EXERCISE TASK:
Return, verbatim, the lines of the Stored data from the first line through the line containing "[285,327,365,360]", including both of these lines.

(Stored data)

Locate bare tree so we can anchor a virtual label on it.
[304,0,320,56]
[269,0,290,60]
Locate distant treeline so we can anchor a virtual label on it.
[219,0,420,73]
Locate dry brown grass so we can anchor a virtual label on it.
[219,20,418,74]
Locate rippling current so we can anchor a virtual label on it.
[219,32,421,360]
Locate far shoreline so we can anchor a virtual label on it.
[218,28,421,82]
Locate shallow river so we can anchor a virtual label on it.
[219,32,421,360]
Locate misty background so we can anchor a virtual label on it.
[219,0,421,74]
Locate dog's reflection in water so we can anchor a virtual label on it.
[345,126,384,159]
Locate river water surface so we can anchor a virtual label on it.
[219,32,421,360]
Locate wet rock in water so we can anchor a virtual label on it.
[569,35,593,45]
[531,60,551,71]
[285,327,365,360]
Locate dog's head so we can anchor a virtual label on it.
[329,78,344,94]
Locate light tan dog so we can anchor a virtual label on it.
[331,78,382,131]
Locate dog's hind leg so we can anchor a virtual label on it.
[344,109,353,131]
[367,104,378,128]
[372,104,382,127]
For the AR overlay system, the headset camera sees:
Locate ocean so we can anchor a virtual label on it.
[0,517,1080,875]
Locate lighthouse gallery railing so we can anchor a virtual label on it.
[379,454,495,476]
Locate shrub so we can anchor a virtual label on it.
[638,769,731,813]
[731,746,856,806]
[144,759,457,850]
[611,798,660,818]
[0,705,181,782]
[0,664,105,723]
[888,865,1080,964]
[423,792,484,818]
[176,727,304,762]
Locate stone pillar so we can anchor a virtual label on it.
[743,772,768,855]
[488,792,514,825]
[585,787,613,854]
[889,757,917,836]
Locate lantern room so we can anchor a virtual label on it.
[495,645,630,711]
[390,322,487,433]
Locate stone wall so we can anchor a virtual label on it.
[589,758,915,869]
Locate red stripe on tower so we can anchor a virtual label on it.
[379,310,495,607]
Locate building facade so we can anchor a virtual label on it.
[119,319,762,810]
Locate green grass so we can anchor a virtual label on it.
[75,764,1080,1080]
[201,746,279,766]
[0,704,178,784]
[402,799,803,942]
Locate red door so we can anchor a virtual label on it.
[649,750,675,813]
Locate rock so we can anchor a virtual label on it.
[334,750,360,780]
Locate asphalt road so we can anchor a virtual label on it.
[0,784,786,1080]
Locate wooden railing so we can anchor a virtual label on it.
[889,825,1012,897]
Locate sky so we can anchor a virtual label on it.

SOLUTION:
Locate bare tree so we can anchor a virtual label on it.
[304,0,320,56]
[269,0,290,60]
Locate distant treeline so we can anchor a virtual label on it.
[219,0,420,73]
Locate dry brown grass so we can anchor a virtual label on it.
[219,20,418,74]
Locate rippling current so we can anchor a virtual label on it.
[219,32,421,360]
Locate far shoreline so we can anchor a virtual label on it.
[218,28,421,82]
Locate shallow river so we can anchor a virtual label on it.
[219,32,421,360]
Locate misty background so we can anchor a virtual label on it.
[219,0,421,74]
Locate dog's reflection in water so we can anchor a virtual label on it.
[345,126,384,159]
Locate river water surface so we can anchor a virtual label on it.
[219,32,421,360]
Locate wet rock in water so we can anchor a virtual label on it.
[569,35,593,45]
[531,60,551,71]
[285,327,365,360]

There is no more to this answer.